▶ [Udostępniony fragment]
##############################

Wielką wartością tej pielgrzymki były setki spotkań z Kanadyjczykami, Amerykanami i Meksykanami. Z ludźmi sukcesu i bezdomnymi w Kalifornii, z ranczerami Nevady, Utah, Kolorado i Teksasu, z mieszkańcami wielomilionowych metropolii i z ubogimi z meksykańskich faveli, z gościnnymi mormonami, Indianami w rezerwatach, z amiszami, żydami mesjanistycznymi, z chrześcijanami niemal wszystkich denominacji – z ludźmi, o których wiedzieliśmy tylko tyle, że chcieli udzielić pomocy napotkanemu pielgrzymowi. Najchętniej pomagali albo ci, którzy sami mieli niewiele, albo tacy, którzy doświadczyli kiedyś cierpienia bądź utraty. Pomimo różnic dzieliliśmy wspólne przekonanie: że gdy w życiu przychodzi czas ciemności, gdy ciężar wydaje się nie do udźwignięcia – jest to moment niezwykłego spotkania. Takiego, za jakim wszyscy tęsknimy. Pierwsza iskra nadziei pojawia się zawsze na dnie największej ciemności. To tajemnica krzyża. I o tym jest ta książka.

Żeby prawdziwie pragnąć czegoś dla kogoś, trzeba być gotowym do ofiary. Dlatego modląc się „nogami” o błogosławieństwo dla USA, Kanady i Meksyku i o światło dla rządzących, obaj z Wojtkiem dzień po dniu mierzyliśmy się ze swoim własnym krzyżem. W samotnej pielgrzymce bez zabezpieczonych środków i noclegów, gdy trzeba zaufać Bożej Opatrzności i zdać się na pomoc napotkanych ludzi, znikają wygodne podpory i schematy, opadają zasłony i można zobaczyć prawdziwego siebie oraz świat inny niż ten, do którego przywykliśmy.

##############################

▶ [Zadania do wykonania]
1. Wypisz z tekstu o pielgrzymce dokładny fragment, zaczynając od „Żeby prawdziwie pragnąć” i ciągnąc aż do „do którego przywykliśmy.”.
2. Proszę napisać dalszy ciąg tekstu o pielgrzymce, zaczynając od miejsca, w którym się kończy.

##############################

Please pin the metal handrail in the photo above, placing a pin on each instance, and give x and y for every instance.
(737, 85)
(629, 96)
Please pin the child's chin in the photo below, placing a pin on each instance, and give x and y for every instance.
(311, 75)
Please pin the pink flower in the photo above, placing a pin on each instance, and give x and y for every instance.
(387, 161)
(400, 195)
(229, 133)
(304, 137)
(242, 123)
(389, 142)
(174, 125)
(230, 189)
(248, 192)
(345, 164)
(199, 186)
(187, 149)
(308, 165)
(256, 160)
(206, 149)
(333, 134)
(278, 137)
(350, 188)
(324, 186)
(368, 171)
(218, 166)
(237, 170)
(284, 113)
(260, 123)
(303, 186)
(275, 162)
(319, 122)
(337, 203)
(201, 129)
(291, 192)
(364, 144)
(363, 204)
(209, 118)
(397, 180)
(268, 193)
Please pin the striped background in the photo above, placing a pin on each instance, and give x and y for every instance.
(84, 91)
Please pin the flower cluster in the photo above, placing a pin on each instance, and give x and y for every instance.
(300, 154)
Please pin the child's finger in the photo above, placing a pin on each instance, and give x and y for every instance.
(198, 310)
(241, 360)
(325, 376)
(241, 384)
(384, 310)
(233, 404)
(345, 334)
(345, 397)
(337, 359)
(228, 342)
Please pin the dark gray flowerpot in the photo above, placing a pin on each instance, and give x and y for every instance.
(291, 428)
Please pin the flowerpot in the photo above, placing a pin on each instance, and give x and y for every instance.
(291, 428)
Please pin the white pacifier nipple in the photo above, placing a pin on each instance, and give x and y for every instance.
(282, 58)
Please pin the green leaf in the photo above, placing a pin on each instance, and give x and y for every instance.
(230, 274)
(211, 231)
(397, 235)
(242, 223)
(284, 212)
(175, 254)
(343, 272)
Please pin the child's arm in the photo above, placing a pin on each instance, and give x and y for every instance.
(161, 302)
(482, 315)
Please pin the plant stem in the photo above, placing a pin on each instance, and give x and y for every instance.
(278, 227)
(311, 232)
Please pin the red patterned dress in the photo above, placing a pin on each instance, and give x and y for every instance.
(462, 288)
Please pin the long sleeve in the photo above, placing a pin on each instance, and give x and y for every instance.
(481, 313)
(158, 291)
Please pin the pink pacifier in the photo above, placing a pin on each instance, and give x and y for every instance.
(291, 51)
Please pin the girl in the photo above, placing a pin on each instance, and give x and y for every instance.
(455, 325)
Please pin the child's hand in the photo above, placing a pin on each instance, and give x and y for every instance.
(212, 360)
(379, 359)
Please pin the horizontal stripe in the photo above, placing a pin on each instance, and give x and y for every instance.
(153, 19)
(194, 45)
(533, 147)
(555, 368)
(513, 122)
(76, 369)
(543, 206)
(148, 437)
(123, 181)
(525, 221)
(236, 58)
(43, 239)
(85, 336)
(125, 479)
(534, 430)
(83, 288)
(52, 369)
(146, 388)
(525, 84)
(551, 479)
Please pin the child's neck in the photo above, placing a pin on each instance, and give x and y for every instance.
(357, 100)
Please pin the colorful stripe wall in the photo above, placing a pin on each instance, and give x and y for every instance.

##############################

▶ [Wyniki ćwiczeń]
1.
Żeby prawdziwie pragnąć czegoś dla kogoś, trzeba być gotowym do ofiary. Dlatego modląc się „nogami” o błogosławieństwo dla USA, Kanady i Meksyku i o światło dla rządzących, obaj z Wojtkiem dzień po dniu mierzyliśmy się ze swoim własnym krzyżem. W samotnej pielgrzymce bez zabezpieczonych środków i noclegów, gdy trzeba zaufać Bożej Opatrzności i zdać się na pomoc napotkanych ludzi, znikają wygodne podpory i schematy, opadają zasłony i można zobaczyć prawdziwego siebie oraz świat inny niż ten, do którego przywykliśmy.

2.
Droga modlitwy to stawanie w prawdzie o sobie samym. Długi czas w jednostajnym rytmie kroków, liczne trudności i próby pustyni odsłaniały nieprzyjemne i dotąd ukrywane fakty, z którymi trzeba było się zmierzyć, żeby posuwać się naprzód. Krzyż pokazywał nam drogę umierania w nas tego wszystkiego, co przeszkadza dostrzegać prawdę i nią żyć. A prawdziwie żyć można tylko dla kogoś. W czasie wędrówki wiele razy słyszeliśmy pytania: „Why?”, „Dlaczego? Dlaczego idziecie?”. Odpowiedź pojawiała się sama: Jeśli uda nam się dojść do końca i nakreślimy Krzyż Ameryki – wierzymy, że ten znak będzie odpowiedzią. Krzyż sam da odpowiedź.

Zacząć żyć prawdziwie to ruszyć w daleką podróż

„Zacząć żyć prawdziwie to ruszyć w daleką podróż” – pisał w swych dziennikach Henry David Thoreau, XIX-wieczny amerykański autor i filozof, o którym inny znany myśliciel tego okresu, Ralph W. Emerson, powiedział, że był „najbardziej amerykański z Amerykanów”. Thoreau urodził się w 1817 roku, a więc zaledwie czterdzieści dwa lata po podpisaniu przez Thomasa Jeffersona i Ojców Założycieli Deklaracji Niepodległości, która zakończyła ośmioletnią wojnę o niepodległość Stanów Zjednoczonych. Nowo powstały sojusz trzynastu Zjednoczonych Stanów Ameryki, które uwolniły się spod panowania Anglii, był wielkim eksperymentem, a jego przyszłości nikt nie znał. Zachodnia granica stanów opierała się na rzece Missisipi, ale wkrótce miała zacząć przesuwać się dalej na zachód w procesie, który ukształtuje charakter i tożsamość przyszłych Stanów Zjednoczonych Ameryki Północnej.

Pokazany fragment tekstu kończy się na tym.